# PROBLEM TO SOLVE
Out of the material that follows, write out exactly the lines from the line with "Q: Identify one point on each instance of the green leaf." to the line with "Format: [44,86]", both ends included, and no others.
━━━━
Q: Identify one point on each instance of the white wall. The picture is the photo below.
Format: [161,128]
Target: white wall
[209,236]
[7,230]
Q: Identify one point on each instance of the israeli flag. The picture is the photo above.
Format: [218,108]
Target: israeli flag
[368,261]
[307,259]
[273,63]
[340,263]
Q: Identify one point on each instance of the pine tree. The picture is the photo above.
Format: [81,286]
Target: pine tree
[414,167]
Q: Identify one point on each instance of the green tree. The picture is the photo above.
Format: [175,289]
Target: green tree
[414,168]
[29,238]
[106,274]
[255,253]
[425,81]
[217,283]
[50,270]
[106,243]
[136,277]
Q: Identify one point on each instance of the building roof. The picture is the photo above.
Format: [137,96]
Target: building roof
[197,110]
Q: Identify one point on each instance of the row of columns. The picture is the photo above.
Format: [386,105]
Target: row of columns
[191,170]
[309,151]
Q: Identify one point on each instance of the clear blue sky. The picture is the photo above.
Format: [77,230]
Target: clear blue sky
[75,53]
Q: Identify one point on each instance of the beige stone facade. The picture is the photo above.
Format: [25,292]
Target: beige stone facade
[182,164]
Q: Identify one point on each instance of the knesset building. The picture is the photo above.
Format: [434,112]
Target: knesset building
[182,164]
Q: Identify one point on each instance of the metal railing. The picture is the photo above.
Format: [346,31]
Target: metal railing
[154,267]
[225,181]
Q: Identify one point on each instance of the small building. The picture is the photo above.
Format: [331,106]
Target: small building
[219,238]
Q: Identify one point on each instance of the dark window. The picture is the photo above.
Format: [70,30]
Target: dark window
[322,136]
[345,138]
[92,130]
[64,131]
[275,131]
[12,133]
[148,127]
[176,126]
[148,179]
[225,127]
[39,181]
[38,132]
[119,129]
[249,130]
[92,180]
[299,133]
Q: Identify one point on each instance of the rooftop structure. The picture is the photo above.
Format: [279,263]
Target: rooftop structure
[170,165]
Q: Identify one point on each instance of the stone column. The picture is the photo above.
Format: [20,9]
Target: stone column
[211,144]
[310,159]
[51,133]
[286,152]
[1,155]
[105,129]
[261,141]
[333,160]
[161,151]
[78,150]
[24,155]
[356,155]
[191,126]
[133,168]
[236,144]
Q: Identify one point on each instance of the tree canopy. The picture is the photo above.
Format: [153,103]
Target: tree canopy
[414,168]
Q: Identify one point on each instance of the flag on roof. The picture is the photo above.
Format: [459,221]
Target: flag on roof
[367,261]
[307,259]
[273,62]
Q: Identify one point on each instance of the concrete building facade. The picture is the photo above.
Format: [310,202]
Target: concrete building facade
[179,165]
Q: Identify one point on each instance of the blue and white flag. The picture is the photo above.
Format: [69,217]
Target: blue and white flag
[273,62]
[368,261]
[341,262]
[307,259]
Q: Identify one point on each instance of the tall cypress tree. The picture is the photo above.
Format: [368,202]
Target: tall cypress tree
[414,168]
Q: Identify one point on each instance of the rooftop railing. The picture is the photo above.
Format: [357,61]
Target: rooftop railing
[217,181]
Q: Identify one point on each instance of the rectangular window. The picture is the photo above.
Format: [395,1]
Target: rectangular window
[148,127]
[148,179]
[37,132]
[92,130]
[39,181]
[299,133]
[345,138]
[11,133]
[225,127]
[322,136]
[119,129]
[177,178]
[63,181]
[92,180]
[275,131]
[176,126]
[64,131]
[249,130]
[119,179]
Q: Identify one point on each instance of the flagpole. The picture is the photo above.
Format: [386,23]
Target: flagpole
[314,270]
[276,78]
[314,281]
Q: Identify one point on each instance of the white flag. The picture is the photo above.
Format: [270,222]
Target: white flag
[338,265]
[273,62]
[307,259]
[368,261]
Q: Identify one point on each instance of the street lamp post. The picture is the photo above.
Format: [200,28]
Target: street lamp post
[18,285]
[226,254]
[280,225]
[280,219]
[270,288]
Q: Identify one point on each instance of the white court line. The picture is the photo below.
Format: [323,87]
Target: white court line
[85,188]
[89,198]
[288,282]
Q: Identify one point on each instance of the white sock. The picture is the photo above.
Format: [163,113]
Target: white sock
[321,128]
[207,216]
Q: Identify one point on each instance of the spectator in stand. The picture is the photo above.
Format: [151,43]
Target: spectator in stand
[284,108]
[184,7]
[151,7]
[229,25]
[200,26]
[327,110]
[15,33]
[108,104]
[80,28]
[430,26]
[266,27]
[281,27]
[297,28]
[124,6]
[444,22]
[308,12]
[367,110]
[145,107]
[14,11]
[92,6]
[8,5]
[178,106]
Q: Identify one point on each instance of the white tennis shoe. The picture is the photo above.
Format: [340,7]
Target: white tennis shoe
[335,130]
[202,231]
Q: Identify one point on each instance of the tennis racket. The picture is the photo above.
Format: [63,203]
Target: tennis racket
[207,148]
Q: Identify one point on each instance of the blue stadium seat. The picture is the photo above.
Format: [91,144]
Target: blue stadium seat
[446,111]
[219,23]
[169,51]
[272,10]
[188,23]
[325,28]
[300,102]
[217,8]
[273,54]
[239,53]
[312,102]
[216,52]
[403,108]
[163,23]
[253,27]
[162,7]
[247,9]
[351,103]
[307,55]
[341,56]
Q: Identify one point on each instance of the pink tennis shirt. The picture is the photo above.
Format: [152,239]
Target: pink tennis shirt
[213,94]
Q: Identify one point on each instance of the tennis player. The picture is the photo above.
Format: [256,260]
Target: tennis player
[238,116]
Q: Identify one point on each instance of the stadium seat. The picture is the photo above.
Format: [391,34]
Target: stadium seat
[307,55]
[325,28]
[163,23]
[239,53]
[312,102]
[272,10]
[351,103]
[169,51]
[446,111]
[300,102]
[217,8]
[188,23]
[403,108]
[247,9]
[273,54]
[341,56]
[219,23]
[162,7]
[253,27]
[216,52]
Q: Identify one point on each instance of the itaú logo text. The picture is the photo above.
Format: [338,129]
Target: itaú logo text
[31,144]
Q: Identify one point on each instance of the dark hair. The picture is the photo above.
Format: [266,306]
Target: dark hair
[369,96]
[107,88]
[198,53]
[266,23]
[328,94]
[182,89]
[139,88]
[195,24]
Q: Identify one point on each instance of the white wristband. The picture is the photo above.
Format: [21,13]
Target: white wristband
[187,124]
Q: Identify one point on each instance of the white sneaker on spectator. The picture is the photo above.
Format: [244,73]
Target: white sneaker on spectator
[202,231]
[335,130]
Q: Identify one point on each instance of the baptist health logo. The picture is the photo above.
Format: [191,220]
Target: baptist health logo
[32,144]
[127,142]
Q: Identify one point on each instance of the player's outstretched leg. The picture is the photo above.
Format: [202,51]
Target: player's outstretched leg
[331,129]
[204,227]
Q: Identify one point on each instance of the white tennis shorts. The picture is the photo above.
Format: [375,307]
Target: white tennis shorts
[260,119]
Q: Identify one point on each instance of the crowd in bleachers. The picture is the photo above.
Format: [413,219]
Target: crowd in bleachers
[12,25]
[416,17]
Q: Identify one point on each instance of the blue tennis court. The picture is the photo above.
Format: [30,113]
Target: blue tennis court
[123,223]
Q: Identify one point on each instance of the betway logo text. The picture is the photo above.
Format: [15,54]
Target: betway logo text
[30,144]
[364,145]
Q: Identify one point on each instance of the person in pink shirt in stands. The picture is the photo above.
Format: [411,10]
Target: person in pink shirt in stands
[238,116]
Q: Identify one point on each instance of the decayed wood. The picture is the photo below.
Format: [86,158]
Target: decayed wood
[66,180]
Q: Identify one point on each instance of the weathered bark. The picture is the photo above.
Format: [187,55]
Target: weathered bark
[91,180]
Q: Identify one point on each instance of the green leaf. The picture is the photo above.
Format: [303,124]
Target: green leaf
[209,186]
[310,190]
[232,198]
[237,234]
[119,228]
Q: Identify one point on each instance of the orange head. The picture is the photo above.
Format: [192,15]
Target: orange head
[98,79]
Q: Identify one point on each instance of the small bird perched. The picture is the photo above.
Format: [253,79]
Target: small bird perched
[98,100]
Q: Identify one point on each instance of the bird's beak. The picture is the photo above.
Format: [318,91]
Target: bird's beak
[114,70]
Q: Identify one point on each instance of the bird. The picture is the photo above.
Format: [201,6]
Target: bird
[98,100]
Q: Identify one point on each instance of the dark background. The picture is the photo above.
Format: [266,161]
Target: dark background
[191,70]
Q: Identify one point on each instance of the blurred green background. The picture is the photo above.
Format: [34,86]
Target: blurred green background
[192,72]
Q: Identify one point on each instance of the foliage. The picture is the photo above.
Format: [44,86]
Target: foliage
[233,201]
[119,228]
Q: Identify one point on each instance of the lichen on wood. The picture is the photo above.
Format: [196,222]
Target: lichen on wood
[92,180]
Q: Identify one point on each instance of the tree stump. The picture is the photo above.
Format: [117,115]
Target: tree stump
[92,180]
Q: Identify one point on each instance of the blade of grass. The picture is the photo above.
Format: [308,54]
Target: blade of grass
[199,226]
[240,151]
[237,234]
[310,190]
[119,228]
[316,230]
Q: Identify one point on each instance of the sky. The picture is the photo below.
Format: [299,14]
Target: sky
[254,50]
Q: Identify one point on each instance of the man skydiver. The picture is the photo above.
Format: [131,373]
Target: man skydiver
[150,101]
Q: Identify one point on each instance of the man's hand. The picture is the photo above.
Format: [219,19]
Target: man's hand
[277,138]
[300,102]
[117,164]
━━━━
# RESPONSE
Q: Identify one point on each instance of the green leaf. The picture is the photo above.
Format: [303,124]
Target: green leaf
[209,186]
[310,190]
[232,198]
[237,234]
[119,228]
Q: Identify one point on each instance of the orange head. The picture is the photo above.
Format: [192,15]
Target: orange head
[98,79]
Q: Identify one point on each instance of the small bird perched. The picture is the photo above.
Format: [253,79]
Target: small bird perched
[98,100]
Q: Identify one point on each instance of the bird's beak. The picture is the photo above.
Format: [318,91]
Target: bird's beak
[114,70]
Q: Identify one point on each instance of the bird. The picture is the photo above.
Format: [201,6]
Target: bird
[98,100]
Q: Identify one point on each instance of the dark background. The picture is the photo above.
Format: [266,161]
Target: dark background
[191,70]
Q: Identify one point on each instance of the blurred green background. The picture is the photo above.
Format: [34,86]
Target: blurred green background
[192,72]
Q: Identify one point on each instance of the foliage. The picture is the photo above.
Format: [44,86]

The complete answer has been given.